Passage to read
✂️ Tokenizers¶

Tokenizers split raw text into smaller units (tokens) and assign each token: - The text (string form of the token) - The start and end character offsets in the original text - The token ID (usually the vocabulary index from a model tokenizer)

Chisel uses tokenizers to align character-level entity spans with model-compatible tokens for tasks like Named Entity Recognition (NER).

🧱 Tokenizer Interface¶

Each tokenizer implements the following protocol:

class Tokenizer(Protocol):
    def tokenize(self, text: str) -> List[Token]:
        ...

Where Token is:

class Token(BaseModel):
    id: int       # model vocab ID
    text: str     # token string
    start: int    # start char index
    end: int      # end char index

🧰 Built-in Tokenizers¶

1. HuggingFaceTokenizer¶

Wraps any pretrained Hugging Face tokenizer (AutoTokenizer) and outputs properly aligned Token objects.

What you will do
a – On the tokenizers page above, what does Chisel use tokenizers for?
b – Rewrite the paragraph of the tokenizers page above that begins "Tokenizers split raw text" as a short bulleted list that keeps its main facts.
c – Continue the tokenizers page above, picking up right after its description of HuggingFaceTokenizer.

Supplied entries
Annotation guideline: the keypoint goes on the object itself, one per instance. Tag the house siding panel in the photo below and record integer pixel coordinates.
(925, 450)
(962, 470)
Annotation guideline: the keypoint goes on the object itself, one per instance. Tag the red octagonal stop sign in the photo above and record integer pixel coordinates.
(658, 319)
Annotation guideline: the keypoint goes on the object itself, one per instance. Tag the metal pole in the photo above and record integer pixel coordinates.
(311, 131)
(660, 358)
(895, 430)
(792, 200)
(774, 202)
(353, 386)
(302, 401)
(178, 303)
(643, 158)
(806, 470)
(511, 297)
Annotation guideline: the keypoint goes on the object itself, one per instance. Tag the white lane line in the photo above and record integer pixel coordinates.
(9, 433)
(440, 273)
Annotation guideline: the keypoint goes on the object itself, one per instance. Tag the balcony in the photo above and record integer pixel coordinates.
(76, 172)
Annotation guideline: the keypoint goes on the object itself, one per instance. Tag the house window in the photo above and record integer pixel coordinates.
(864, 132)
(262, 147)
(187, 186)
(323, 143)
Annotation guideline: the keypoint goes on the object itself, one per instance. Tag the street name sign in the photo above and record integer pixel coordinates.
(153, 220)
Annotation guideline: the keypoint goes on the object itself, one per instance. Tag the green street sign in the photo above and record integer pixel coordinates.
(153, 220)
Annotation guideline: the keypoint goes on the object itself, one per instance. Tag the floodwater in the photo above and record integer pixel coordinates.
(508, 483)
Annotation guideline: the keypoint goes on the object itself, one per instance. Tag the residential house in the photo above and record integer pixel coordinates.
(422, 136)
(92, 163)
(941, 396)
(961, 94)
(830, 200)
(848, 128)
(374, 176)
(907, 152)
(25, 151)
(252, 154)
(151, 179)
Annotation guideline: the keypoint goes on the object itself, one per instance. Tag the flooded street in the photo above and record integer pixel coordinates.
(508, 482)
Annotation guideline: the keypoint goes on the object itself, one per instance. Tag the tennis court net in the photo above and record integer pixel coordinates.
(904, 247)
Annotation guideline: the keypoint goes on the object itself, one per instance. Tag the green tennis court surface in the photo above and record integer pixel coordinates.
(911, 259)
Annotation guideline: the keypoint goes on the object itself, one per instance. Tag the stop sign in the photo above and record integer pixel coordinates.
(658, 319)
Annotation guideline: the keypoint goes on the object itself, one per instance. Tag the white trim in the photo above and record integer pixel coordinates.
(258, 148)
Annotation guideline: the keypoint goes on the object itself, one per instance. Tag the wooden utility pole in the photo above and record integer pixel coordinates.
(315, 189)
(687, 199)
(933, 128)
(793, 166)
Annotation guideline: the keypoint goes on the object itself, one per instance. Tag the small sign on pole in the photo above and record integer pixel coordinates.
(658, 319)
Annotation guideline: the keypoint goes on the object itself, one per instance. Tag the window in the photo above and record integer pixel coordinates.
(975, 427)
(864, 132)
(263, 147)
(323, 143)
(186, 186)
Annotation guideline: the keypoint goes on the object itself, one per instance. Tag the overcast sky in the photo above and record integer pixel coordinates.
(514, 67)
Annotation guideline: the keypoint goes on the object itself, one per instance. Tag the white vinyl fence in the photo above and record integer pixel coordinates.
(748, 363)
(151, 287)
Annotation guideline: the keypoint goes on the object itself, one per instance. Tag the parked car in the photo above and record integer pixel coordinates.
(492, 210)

Expected responses
a – Chisel uses them to align character-level entity spans with model-compatible tokens for tasks like Named Entity Recognition (NER).

b –
- Tokenizers split raw text into smaller units called tokens.
- Each token gets its text, which is the string form of the token.
- Each token gets its start and end character offsets in the original text.
- Each token gets a token ID, usually the vocabulary index from a model tokenizer.

c –
🔧 Parameters

Name	Description
`model_id`	Pretrained model name (e.g., `"bert-base-uncased"`, `"distilroberta-base"`)

🧪 Example

from chisel.tokenizers.hf_tokenizer import HuggingFaceTokenizer

tokenizer = HuggingFaceTokenizer("bert-base-uncased")
tokens = tokenizer.tokenize("Barack Obama was president.")

Returns a list of Token objects with offsets and token IDs.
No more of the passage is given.